Do this: Convert every row below into a two-column CSV headed instruction and coordinates. Give one line per row, with the row's text and its answer each in its own quoted field and line breaks replaced by spaces; leave the pictures out.

** start of Entries supplied **

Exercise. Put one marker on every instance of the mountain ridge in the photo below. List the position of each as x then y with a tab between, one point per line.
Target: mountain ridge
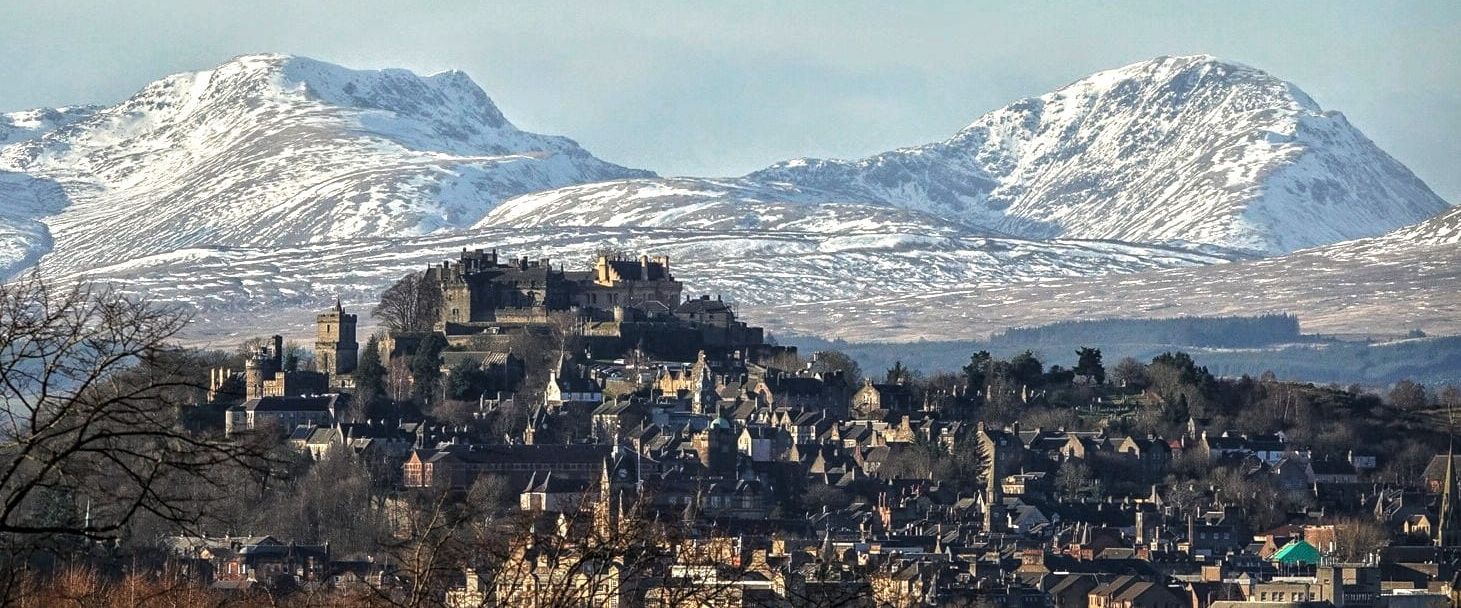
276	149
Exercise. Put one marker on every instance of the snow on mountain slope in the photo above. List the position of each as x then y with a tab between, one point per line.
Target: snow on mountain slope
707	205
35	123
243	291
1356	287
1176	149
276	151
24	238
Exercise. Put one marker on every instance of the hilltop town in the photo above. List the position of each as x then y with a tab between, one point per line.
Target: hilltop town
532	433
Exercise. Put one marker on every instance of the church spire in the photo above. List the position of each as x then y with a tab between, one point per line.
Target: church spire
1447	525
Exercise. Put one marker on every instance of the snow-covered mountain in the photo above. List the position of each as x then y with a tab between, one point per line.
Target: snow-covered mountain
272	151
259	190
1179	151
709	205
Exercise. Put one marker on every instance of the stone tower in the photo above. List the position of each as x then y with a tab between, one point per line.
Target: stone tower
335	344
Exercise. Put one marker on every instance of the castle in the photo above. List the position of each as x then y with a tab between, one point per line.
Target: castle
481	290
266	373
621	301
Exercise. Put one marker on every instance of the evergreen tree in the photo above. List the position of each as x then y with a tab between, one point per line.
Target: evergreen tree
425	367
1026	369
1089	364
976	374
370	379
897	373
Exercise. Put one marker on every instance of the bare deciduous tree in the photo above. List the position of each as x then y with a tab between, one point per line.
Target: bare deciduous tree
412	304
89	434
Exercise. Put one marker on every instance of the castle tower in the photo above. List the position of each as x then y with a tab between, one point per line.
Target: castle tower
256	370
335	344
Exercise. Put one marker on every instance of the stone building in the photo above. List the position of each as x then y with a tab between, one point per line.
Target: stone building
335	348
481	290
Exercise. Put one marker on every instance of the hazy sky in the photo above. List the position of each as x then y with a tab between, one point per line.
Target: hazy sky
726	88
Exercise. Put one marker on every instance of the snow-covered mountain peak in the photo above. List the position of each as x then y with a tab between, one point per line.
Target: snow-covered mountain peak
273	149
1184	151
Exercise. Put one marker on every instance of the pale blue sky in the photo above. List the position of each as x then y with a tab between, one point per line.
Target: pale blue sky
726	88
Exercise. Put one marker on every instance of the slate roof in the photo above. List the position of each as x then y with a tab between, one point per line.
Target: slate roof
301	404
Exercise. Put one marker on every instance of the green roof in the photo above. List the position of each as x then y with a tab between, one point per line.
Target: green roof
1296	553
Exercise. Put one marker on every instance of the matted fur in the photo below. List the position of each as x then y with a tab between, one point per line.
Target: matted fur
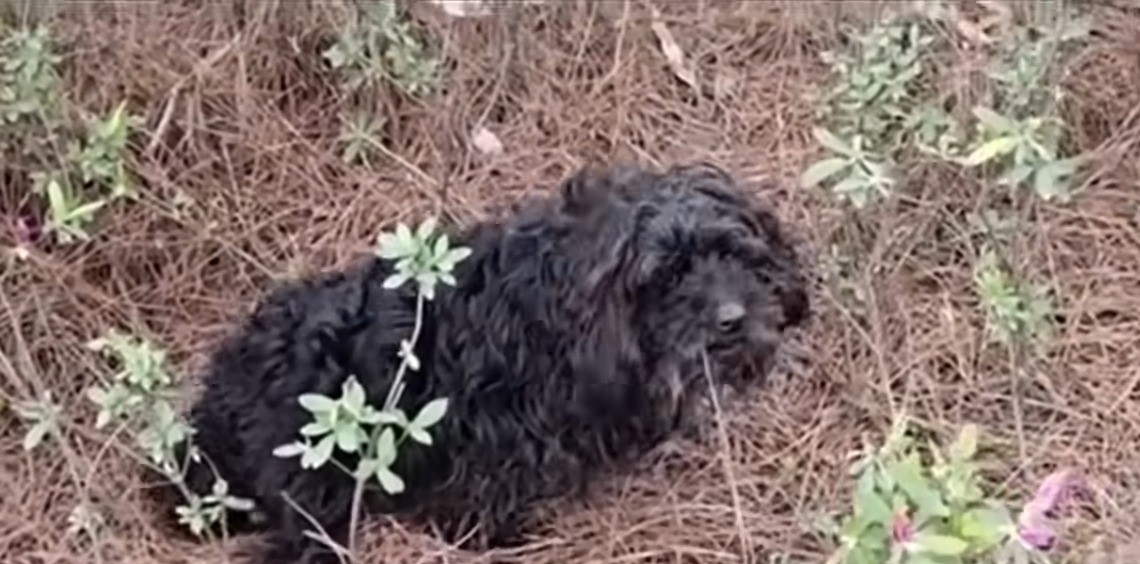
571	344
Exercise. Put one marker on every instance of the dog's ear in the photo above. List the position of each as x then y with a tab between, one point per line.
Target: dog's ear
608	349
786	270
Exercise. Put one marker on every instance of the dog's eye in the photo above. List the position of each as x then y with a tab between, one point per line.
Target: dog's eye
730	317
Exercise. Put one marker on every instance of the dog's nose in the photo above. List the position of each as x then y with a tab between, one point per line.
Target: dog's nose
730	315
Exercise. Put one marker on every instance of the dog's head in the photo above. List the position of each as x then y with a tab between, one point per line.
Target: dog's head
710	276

** end of Entries supplied **

The response:
instruction,coordinates
"Exercise. Put one marker on every instance of the mountain ridge in the photo below. List the position of each as x then y with a tab between, one point per line. Target: mountain ridge","276	149"
"Exercise. Put one marker on every instance of the snow on mountain slope in the photo above. List the position of each as x then y with a tab between, one point per line. Target: snow on mountain slope","707	205 35	123 243	291 1356	287 1176	149 276	151 24	238"
"Exercise. Put one marker on every instance of the hilltop town in the photo above. List the position of each as x then y with a tab between, one point per line. Target: hilltop town","532	433"
"Exercise. Put one marker on every instance of the church spire in the photo above. List the position of each as x then y with a tab between, one point per line. Target: church spire","1447	525"
"Exercise. Put one marker on every instance of the snow-covered mountain in the photo above. List the position of each as x then y with a tab between, one point per line. Target: snow-covered mountain","272	151 259	190 1179	151 709	205"
"Exercise. Put one marker on every instance of the stone tower in the photo above. List the position of each as x then y with a tab between, one point per line. Target: stone tower","335	344"
"Exercise. Put one marker on every instance of the castle in the photo above. List the position of each as x then y with a tab between, one point per line. Target: castle","481	290 266	373 621	301"
"Exercise. Put one marker on every instance of the evergreen tree in the photo above. List the position of each as x then y with a tab between, one point per line. Target: evergreen tree","425	367 1026	369 1089	364 976	374 370	379 897	373"
"Exercise. Put one marker on every instance of the bare deciduous tree in the photo above. List the position of each as x then y with a tab between, one point per line. Target: bare deciduous tree","412	304 89	434"
"Exercise. Put one marker on every instance of the castle tower in the photo above. List the position of each as x then y with a tab between, one point per line. Target: castle tower","256	370 335	344"
"Exercise. Put one marker on every instance of the stone building in the photo above. List the position of each as x then y with a tab between, one point per line. Target: stone building","335	348 481	290"
"Exercise. Put one marker on every instance of the hazy sky in the photo above. List the position of each as x then y with a tab between, one point per line. Target: hazy sky","726	88"
"Exercise. Put one marker on every instance of the snow-covered mountain peak in the photo above. List the position of each as x then y with a tab between, one point per line. Target: snow-covered mountain peak","273	149 1184	151"
"Exercise. Put one marker on every instance of the pale blue sky in the photo above. List the position of each as x then y with a tab between, one point per line. Target: pale blue sky","726	88"
"Exercise. Put one marker on every instance of the slate roof in the photo above. List the position of each as x then y with a tab between, one point per line. Target: slate roof","301	404"
"Exercise. Put one marker on every instance of the green roof in the photo above. List the position of each as x then y with a tab between, one point per line. Target: green roof","1296	553"
"Exercise. Put one marker on every instance of the matted fur in the photo below. List the position of each as x then y with a tab between, one point per line. Target: matted fur","571	344"
"Exercise. Put one marker on every instance of the dog's ear in the photo above. List the position of each as x then y with a tab between, one point per line. Target: dog's ear","608	349 786	270"
"Exercise. Put one marker on every instance of the dog's eye in the photo above. List the position of each as x then y with a tab between, one point per line. Target: dog's eye","730	317"
"Exercise. Put one marker on every instance of the dog's nose in the photo above. List the position of each as x then y with a tab between, one point per line. Target: dog's nose","730	315"
"Exercise. Put one marker on every instance of the dog's head in the photo above. List the position of each as x then y with a tab between, one point per line. Target: dog's head","710	276"